● **Selection**
* Begin *

We examined the performance of three competing models. The default estimator for each model was maximum likelihood estimation with robust standard errors (MLR^{Footnote 1}). Syntax for fitting the competing models using Mplus 7.4 is provided in the Appendix. Our first model, referred as M3L and presented in Eq. 5, is a three-level model, as is Eq. 4, but an observed mean decomposition of the covariates is employed: group mean centering of the continuous independent variables represented by $ \left({X}_{ijk}-{\overline{X}}_{jk}\right) $ at L2, and $ {\overline{X}}_{jk}-{\overline{\overline{X}}}_{..k} $ at L3.^{Footnote 2} Fixed effects are represented by π ; specifically, π₀₀₁ and π₀₀₂ are the L3 effects, π₀₁₀ and π₀₄₀ are the L2 effects, π₁₀₀ and π₃₀₀ are the L1 effects of the covariates X₁ and X₂, respectively. Given that the treatment effect and the covariate by treatment interaction are of greater interest in a CRT than are the coefficients for the covariates, the fixed effect of treatment (π₀₂₀, referred below as π_T), the L2 interaction component (π₀₃₀ or π_TX-L2), and the L1 interaction component (π₂₀₀ or π_TX-L1) are investigated in detail.

$$ {\displaystyle \begin{array}{c}{Y}_{ijk}={\pi}_{000}+{\pi}_{001}{\overline{\overline{X}}}_{\mathrm{1..}k}+{\pi}_{002}{\overline{\overline{X}}}_{\mathrm{2..}k}+{\pi}_{010}{Z}_{. jk}+{\pi}_{020}\left({\overline{X}}_{1. jk}-{\overline{\overline{X}}}_{\mathrm{1..}k}\right)+{\pi}_{030}\left({\overline{X}}_{1. jk}-{\overline{\overline{X}}}_{\mathrm{1..}k}\right){Z}_{. jk}+\\ {}{\pi}_{040}\left({\overline{X}}_{2. jk}-{\overline{\overline{X}}}_{\mathrm{2..}k}\right)+{\pi}_{100}\left({X}_{1. jk}-{\overline{X}}_{1. jk}\right)+{\pi}_{200}\left({X}_{1 ijk}-{\overline{X}}_{1. jk}\right)\left({Z}_{. jk}\right)+{\pi}_{300}\left({X}_{2 ijk}-{\overline{X}}_{2. jk}\right)\\ {}+{u}_{00k}+{u}_{0 jk}+{u}_{01k}{Z}_{. jk}+{e}_{ijk}\end{array}} $$

(5)

Model 2, referred as M2L-C, is a two-level model and thus includes variables at L1 and L2. The two-level complex procedure, which corrects the standard error for clustering at L3, was used to estimate the parameters and to carry out hypothesis testing. The M2L-C model can be obtained from Eq. 5 by deleting u_00k and u_01k. Model 3, referred as M1L-C, is a single-level model and can be obtained from Eq. 5 by deleting u_00k, u_01k and u_0jk. The complex procedure, which corrects the standard error for clustering at L3, was used to estimate the parameters and to carry out hypothesis testing. All three models included the same fixed effects. In particular, Model 3, as well as Models 1 and 2, includes the L1 interaction component π_TX-L1 and the L2 interaction component π_TX-L2. Model 1 includes variance components at L1, L2, and L3; Model 2 includes variance components at L1 and L2; and Model 3 includes only an L1 variance.

* End *

● **Objective 1**
In the passage on the competing models, what was the default estimator for each model?
● **Objective 2**
Decide whether each statement agrees with the passage on the competing models, and support each yes or no with the deciding words from the passage.
(a) Model 2 includes variance components at L1, L2, and L3.
(b) Model 3 can be obtained from Eq. 5 by deleting three terms.
(c) Syntax for fitting the models in Mplus 7.4 is given in the Appendix.
You won't need the data that follow to complete this work.

(Records from a data source)

* Begin *

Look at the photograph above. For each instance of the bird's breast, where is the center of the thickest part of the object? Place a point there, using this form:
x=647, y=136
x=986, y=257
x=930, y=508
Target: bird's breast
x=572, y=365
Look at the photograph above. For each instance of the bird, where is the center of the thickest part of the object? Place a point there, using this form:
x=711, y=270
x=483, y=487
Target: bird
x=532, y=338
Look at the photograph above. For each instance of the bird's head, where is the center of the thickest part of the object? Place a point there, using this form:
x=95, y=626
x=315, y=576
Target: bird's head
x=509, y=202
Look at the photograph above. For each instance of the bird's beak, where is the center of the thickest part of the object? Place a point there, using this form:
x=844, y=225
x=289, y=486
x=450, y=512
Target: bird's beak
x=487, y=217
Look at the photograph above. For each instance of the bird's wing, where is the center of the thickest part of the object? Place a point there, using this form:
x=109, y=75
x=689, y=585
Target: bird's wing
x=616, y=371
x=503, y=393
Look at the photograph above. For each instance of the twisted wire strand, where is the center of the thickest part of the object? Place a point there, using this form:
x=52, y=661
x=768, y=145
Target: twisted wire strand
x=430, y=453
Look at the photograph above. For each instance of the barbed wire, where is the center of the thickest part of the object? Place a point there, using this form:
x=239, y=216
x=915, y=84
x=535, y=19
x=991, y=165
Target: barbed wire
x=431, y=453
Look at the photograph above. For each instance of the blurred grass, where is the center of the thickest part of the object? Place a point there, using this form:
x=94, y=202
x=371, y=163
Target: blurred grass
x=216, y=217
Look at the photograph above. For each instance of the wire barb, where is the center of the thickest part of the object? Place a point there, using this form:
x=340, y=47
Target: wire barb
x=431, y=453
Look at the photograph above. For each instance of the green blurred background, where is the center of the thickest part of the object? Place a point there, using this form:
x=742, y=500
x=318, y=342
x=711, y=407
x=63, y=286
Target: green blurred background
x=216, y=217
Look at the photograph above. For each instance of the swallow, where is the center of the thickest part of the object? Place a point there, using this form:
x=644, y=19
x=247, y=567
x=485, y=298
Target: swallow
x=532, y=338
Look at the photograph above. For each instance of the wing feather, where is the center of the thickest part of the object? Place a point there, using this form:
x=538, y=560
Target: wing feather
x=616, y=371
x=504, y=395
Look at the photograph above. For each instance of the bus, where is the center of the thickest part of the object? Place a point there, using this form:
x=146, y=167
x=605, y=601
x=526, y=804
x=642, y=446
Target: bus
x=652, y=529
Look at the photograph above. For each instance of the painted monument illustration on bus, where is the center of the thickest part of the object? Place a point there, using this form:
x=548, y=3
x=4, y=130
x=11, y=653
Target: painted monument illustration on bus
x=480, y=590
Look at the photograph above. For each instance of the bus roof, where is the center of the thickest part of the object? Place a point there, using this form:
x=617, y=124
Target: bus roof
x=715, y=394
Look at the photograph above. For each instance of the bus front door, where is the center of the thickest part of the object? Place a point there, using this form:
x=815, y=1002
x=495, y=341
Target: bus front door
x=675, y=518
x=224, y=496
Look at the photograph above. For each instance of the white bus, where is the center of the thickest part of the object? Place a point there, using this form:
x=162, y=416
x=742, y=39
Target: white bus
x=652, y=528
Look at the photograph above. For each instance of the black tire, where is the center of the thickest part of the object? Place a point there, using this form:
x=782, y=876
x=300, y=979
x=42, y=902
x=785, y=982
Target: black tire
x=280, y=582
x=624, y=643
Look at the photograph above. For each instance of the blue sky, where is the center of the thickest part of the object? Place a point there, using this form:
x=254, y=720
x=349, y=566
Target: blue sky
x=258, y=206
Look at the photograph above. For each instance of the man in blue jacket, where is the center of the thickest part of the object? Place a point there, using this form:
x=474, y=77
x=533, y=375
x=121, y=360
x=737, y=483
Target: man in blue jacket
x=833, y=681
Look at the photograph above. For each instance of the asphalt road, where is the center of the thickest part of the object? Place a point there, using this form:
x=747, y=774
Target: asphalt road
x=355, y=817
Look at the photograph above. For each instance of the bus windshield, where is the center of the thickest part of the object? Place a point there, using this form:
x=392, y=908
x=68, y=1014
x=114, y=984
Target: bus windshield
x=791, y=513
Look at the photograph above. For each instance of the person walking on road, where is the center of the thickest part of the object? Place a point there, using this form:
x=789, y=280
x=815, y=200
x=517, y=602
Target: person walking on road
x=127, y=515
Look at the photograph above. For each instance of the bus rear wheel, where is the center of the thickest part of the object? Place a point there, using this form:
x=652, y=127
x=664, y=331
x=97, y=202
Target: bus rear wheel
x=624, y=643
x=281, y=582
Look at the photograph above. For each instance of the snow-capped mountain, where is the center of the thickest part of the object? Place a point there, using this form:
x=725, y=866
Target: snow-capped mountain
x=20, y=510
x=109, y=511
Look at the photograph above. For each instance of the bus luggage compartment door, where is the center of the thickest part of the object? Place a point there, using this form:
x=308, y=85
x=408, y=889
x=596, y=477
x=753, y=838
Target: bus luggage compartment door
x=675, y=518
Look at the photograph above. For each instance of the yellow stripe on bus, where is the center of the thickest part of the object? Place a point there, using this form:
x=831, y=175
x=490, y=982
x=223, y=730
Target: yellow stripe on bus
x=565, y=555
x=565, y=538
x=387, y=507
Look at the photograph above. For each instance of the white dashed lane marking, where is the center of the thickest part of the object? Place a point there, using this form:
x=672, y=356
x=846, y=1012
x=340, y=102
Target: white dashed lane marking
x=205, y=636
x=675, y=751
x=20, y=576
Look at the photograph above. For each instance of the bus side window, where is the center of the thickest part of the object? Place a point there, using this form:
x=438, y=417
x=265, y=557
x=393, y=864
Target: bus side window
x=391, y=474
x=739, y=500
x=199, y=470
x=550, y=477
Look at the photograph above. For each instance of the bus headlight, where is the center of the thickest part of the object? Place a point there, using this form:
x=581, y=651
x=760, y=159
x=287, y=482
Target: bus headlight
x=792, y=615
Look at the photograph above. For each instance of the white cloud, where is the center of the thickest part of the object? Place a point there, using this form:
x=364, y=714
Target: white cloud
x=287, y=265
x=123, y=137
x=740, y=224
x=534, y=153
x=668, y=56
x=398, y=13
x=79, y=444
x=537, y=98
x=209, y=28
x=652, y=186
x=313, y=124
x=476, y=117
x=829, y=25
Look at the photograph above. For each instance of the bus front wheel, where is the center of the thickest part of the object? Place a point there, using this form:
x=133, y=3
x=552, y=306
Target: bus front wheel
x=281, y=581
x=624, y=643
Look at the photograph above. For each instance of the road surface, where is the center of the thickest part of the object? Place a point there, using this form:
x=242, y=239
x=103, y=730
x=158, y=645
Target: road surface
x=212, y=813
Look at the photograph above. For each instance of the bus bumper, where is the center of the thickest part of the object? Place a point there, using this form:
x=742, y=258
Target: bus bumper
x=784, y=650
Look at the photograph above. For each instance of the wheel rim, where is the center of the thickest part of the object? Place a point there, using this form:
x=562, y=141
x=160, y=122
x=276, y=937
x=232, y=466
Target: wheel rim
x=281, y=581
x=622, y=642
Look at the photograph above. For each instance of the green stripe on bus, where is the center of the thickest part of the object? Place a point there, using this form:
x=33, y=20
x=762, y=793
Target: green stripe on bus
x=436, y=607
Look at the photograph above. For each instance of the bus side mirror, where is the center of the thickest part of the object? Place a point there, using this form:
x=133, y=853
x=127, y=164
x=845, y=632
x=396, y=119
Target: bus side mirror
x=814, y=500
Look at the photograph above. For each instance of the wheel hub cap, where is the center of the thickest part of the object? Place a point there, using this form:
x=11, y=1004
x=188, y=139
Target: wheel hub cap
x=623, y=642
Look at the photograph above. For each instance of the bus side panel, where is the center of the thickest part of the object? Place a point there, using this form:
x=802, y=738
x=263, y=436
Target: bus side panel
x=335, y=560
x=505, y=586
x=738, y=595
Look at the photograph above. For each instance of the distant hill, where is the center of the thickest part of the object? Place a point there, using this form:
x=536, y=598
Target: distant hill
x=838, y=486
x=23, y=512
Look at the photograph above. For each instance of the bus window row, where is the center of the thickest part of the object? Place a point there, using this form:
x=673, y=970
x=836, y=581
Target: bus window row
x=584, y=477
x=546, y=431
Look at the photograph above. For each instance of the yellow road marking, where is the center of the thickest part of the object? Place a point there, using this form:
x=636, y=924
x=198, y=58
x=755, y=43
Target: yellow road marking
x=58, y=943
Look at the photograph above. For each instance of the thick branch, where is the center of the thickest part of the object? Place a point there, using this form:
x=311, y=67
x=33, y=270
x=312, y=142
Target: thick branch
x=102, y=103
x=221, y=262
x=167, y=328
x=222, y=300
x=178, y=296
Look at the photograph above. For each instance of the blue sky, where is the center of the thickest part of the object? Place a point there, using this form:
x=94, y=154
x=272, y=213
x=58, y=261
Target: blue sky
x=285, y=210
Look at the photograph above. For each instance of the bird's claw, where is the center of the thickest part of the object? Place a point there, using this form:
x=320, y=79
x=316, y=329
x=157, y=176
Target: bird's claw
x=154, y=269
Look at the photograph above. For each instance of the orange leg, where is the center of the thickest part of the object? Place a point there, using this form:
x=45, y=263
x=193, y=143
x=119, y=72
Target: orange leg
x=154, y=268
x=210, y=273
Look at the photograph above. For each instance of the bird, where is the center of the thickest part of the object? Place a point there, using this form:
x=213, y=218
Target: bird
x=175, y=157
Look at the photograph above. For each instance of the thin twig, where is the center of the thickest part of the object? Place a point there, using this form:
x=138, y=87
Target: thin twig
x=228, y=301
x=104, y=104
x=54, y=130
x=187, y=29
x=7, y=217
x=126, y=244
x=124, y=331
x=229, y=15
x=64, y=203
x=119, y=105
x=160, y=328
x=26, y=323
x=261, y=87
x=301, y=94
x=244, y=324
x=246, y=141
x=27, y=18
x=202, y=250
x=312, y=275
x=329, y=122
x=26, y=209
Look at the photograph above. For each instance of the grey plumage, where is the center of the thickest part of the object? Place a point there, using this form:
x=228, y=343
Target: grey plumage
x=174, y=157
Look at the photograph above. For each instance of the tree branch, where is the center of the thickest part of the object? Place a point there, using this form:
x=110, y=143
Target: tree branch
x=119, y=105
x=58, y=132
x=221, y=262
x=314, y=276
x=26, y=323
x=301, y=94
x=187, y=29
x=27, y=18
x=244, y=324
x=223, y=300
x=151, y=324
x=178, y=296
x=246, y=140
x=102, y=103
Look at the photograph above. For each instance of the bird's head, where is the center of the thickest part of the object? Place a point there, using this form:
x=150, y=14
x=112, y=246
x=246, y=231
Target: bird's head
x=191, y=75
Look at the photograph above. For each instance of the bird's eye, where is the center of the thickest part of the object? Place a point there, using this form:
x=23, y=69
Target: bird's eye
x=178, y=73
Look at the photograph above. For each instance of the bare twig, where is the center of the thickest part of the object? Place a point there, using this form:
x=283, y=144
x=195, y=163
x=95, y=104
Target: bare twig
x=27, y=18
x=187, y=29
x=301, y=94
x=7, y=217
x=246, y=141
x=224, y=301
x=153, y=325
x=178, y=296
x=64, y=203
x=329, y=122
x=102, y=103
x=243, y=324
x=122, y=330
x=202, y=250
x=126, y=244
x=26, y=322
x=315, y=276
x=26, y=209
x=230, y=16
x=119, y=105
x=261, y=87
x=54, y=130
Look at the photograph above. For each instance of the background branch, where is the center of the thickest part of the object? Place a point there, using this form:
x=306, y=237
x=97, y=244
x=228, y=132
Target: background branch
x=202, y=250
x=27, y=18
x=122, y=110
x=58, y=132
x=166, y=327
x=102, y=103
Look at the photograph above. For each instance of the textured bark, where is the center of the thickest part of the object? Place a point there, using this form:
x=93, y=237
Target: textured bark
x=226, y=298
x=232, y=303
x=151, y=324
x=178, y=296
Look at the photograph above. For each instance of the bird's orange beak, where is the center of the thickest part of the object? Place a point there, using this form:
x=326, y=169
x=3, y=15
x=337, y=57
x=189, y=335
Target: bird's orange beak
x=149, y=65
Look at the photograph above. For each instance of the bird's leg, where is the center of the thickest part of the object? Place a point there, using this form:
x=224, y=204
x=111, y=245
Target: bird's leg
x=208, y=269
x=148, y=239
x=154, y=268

* End *

● **Exercise result 1**
Maximum likelihood estimation with robust standard errors (MLR).

● **Exercise result 2**
(a) No: "Model 2 includes variance components at L1 and L2"
(b) Yes: "Model 3, referred as M1L-C, is a single-level model and can be obtained from Eq. 5 by deleting u_00k, u_01k and u_0jk."
(c) Yes: "Syntax for fitting the competing models using Mplus 7.4 is provided in the Appendix."